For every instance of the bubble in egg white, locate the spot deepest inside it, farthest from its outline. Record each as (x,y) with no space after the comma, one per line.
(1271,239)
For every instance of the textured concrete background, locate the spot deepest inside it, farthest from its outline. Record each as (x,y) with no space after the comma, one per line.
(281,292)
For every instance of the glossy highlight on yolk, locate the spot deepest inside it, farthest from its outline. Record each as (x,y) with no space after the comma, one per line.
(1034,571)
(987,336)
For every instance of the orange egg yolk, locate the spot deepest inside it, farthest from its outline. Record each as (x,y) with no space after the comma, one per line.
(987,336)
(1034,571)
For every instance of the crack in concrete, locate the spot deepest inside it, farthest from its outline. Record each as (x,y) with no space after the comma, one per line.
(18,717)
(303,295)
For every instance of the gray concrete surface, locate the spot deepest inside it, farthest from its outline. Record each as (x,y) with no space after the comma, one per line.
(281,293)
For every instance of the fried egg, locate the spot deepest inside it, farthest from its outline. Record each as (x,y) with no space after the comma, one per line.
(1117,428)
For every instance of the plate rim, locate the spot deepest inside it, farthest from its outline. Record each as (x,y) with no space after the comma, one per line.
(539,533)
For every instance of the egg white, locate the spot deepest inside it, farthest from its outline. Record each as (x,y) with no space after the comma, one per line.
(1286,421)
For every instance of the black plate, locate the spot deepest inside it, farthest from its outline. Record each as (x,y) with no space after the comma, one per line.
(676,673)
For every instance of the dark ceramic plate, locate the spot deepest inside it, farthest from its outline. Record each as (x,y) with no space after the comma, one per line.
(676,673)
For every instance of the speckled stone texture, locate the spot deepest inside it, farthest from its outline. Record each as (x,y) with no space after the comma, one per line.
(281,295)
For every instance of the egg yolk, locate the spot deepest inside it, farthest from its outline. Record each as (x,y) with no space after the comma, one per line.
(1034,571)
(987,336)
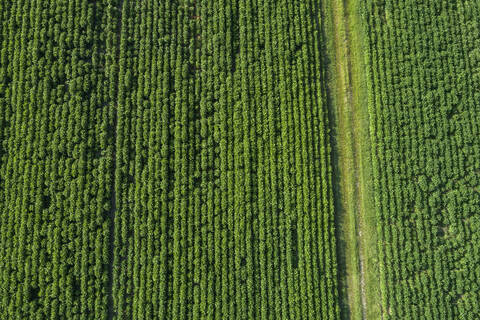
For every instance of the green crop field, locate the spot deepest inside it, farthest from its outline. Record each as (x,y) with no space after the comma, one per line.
(256,159)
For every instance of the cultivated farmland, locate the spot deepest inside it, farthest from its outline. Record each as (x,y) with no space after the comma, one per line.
(424,113)
(257,159)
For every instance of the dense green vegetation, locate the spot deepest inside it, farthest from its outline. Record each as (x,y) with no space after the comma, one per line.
(221,159)
(165,159)
(424,95)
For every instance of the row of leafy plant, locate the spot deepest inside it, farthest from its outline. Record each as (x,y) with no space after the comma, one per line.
(55,159)
(223,174)
(423,68)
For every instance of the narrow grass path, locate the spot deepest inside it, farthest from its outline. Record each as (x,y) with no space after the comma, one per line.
(356,230)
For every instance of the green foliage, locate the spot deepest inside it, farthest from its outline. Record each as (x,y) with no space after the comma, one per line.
(423,74)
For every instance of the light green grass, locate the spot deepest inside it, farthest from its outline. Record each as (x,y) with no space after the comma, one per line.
(355,206)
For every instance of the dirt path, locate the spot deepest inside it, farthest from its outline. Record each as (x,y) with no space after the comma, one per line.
(349,166)
(113,195)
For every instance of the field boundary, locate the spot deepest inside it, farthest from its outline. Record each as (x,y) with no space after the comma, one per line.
(355,210)
(113,194)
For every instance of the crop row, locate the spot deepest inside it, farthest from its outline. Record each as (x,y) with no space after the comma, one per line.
(223,174)
(164,160)
(423,67)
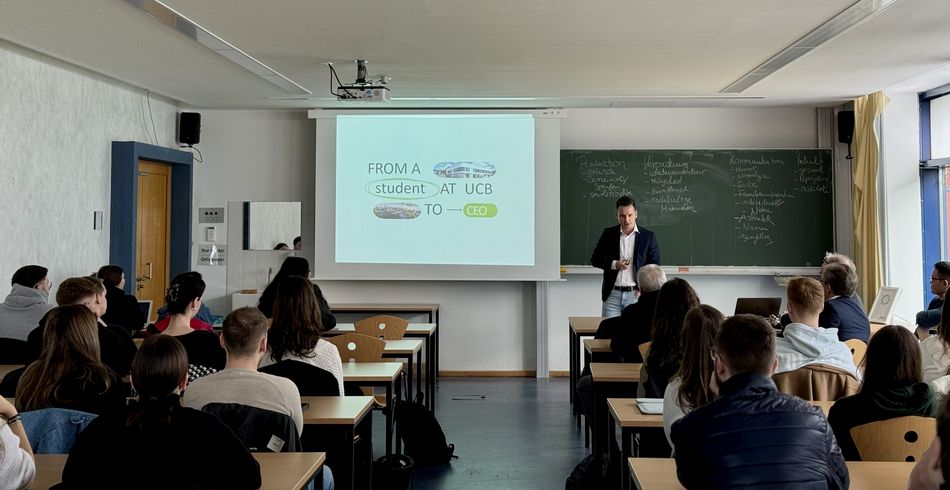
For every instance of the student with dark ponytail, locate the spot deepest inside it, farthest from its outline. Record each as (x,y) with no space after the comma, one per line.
(124,450)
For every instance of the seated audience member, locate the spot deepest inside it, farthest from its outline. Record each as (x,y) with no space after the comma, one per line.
(803,341)
(841,310)
(939,283)
(666,349)
(295,266)
(935,354)
(182,310)
(27,302)
(204,313)
(17,467)
(295,330)
(933,469)
(892,387)
(116,346)
(633,326)
(690,389)
(123,308)
(751,435)
(127,449)
(183,299)
(69,373)
(244,337)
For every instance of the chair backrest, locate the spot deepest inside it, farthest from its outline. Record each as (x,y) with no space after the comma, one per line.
(645,350)
(858,349)
(54,430)
(310,380)
(897,439)
(385,327)
(260,430)
(14,351)
(356,347)
(817,382)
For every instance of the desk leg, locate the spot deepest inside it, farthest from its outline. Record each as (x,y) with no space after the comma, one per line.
(390,419)
(625,452)
(398,428)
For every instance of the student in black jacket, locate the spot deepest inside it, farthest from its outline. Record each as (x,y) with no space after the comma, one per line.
(893,387)
(751,435)
(295,266)
(123,308)
(132,449)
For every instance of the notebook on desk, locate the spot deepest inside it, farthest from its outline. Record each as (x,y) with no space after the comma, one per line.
(763,307)
(650,406)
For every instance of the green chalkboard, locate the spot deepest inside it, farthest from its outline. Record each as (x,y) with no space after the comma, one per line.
(768,208)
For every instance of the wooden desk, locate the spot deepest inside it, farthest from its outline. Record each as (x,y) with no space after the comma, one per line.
(430,309)
(407,349)
(278,470)
(341,415)
(384,374)
(603,373)
(660,474)
(426,331)
(579,326)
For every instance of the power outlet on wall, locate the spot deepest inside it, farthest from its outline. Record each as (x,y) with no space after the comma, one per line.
(211,215)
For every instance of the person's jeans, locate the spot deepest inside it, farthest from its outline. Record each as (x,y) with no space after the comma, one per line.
(617,301)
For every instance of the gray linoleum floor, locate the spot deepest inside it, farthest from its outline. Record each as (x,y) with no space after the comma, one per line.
(521,435)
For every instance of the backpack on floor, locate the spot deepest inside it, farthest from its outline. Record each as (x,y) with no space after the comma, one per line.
(422,434)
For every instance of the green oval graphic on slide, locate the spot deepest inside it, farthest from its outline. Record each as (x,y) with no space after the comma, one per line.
(480,210)
(400,188)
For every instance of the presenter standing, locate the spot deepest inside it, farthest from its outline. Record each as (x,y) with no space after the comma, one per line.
(620,252)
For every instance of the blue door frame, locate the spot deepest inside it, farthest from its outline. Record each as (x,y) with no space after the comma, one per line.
(125,170)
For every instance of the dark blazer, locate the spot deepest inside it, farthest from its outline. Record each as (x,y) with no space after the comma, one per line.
(752,436)
(645,251)
(123,309)
(930,317)
(848,317)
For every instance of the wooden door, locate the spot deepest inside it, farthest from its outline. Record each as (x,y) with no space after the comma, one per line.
(152,232)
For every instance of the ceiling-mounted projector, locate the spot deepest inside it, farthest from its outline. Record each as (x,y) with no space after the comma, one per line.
(374,90)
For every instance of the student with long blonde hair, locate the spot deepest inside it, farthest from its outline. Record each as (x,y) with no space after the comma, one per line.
(69,372)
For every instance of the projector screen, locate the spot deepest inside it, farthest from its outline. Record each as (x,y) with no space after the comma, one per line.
(437,195)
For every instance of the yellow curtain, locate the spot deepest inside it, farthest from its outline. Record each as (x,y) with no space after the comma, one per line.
(866,242)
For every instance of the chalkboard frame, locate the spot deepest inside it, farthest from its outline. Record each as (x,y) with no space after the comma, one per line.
(792,163)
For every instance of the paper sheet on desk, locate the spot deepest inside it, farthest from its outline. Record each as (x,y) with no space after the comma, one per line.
(650,406)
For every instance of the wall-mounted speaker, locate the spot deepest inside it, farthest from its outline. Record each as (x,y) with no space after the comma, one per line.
(189,128)
(845,127)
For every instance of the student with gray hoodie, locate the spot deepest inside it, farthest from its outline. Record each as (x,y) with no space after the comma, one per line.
(27,302)
(803,341)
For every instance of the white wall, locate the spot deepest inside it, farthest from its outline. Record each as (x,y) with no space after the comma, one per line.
(268,155)
(57,124)
(900,203)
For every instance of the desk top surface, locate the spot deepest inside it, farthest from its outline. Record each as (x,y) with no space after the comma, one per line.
(660,474)
(615,372)
(382,307)
(597,345)
(585,325)
(278,470)
(626,413)
(402,347)
(336,410)
(413,330)
(371,371)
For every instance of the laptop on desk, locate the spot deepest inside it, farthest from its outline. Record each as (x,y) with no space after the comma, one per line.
(763,307)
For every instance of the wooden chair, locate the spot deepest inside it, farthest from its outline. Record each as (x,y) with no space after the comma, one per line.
(645,350)
(858,348)
(817,382)
(383,326)
(897,439)
(355,347)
.....
■ Task details
From the "For every instance of the projector" line to the close of the listing, restate each line word for word.

■ Response
For every instance of the projector screen, locate the spot deepest inside it, farthest from its outline. Record each as (x,y) with no space after the comma, one per line.
(437,195)
For every instance of the yellow curtain, locate the spot deepest inside it, farthest from its outline. Record each as (x,y) with no space after the comma, one per line.
(866,242)
For every instance of the chalkboard frame, locate the spot deepest inside it, farthest from its outline. Record each as (x,y) with no space after the comma, one per line.
(792,163)
For every instance of the paper sheet on desk, locate the spot deepest inside it, farthest from its outline. Record each as (x,y) with no space after the comma, one per line.
(650,406)
For every instance of the wall-mounted speaker, locate the spot deepest inside it, farthest from its outline. Record each as (x,y) with no space after the comma, one per line.
(189,128)
(845,127)
For every instance of the student with gray hoodie, locate the spot deepest inside it, farthest from its outline. Record each as (x,y) with no space after the comma, one per line.
(27,302)
(803,341)
For every instance of the white wall, locate the spot deepest inside it, farthest from its outline. Record each as (x,y) with no space after the comma, one per line.
(268,155)
(57,124)
(900,203)
For every instance of the desk top surface, locate the spot deepest inside it, farthest from its outline. Record each as (x,y) with no space after the comma, one per line.
(660,474)
(615,372)
(382,307)
(597,345)
(585,325)
(278,470)
(626,413)
(402,347)
(336,410)
(413,330)
(371,371)
For every instance of the laptop on desk, locate the spot deepest inside it, farthest from its outline. Record each as (x,y) with no space after the comma, one per line.
(763,307)
For every instance of the wooden chair, locate the spot deepest inside it, farthest from its outline. Record each as (x,y) with no space after the comma, one per line.
(645,350)
(858,348)
(817,382)
(383,326)
(897,439)
(355,347)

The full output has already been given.